#### RECORDS SUPPLIED ####

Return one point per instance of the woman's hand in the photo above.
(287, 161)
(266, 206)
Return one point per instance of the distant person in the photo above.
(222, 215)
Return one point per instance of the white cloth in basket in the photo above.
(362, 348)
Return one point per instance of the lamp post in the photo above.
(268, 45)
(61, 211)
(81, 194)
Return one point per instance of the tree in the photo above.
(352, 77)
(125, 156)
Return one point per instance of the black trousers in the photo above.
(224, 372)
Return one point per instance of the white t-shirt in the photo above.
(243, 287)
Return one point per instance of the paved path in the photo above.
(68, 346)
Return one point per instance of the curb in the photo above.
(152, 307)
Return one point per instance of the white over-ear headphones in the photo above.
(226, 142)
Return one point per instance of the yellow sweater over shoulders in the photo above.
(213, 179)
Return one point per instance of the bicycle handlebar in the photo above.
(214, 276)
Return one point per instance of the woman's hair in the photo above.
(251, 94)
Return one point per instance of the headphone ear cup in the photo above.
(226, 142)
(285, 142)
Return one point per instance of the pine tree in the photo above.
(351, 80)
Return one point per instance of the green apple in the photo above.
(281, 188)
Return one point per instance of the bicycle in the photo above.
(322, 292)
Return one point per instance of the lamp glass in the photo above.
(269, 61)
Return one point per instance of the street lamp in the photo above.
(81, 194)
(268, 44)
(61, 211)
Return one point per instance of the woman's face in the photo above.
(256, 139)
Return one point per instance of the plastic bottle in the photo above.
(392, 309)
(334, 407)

####

* **WHAT TO PRODUCE**:
Rewrite the listing above as a two-column CSV with the headers request and points, one row for each request. Put each request's text and its answer in its own quoted field, replacing line breaks with spaces.

* **THE RESULT**:
request,points
"Return one point per instance of the woman's hand in the photo above.","(287, 161) (266, 206)"
"Return one point per instance of the distant person in the photo above.","(222, 215)"
"Return one point per instance of the white cloth in basket in the photo above.","(362, 348)"
"Return one point per instance of the lamp post in the photo above.","(268, 45) (61, 211) (81, 194)"
"Return one point per instance of the tree in the photo above.","(352, 77) (125, 156)"
"Return one point per instance of the black trousers in the photo above.","(224, 372)"
"Return one point per instance of the white t-shirt in the photo above.","(243, 287)"
"Return one point per instance of the paved path in the photo above.","(68, 346)"
"Return one point per instance of the curb in the photo above.","(152, 307)"
"Return one point per instance of the white over-ear headphones in the photo above.","(226, 142)"
"Return one point per instance of the yellow sweater over shoulders in the photo above.","(213, 179)"
"Return one point per instance of the bicycle handlebar in the photo above.","(214, 276)"
"Return one point per instance of the woman's hair in the photo above.","(251, 94)"
"Return one point per instance of the headphone ear cup in the photo above.","(226, 142) (285, 142)"
"Return one point per instance of the pine tree in the photo above.","(351, 80)"
"Return one point per instance of the green apple in the photo above.","(281, 188)"
"Return one point per instance of the bicycle in the photo above.","(322, 292)"
"Return one point per instance of the lamp glass in the photo above.","(269, 61)"
"Return one point per instance of the street lamp in the photo above.","(81, 194) (268, 44) (61, 211)"
"Return one point per instance of the woman's face in the photo above.","(256, 139)"
"Return one point per instance of the plastic bottle in the photo above.","(392, 309) (334, 407)"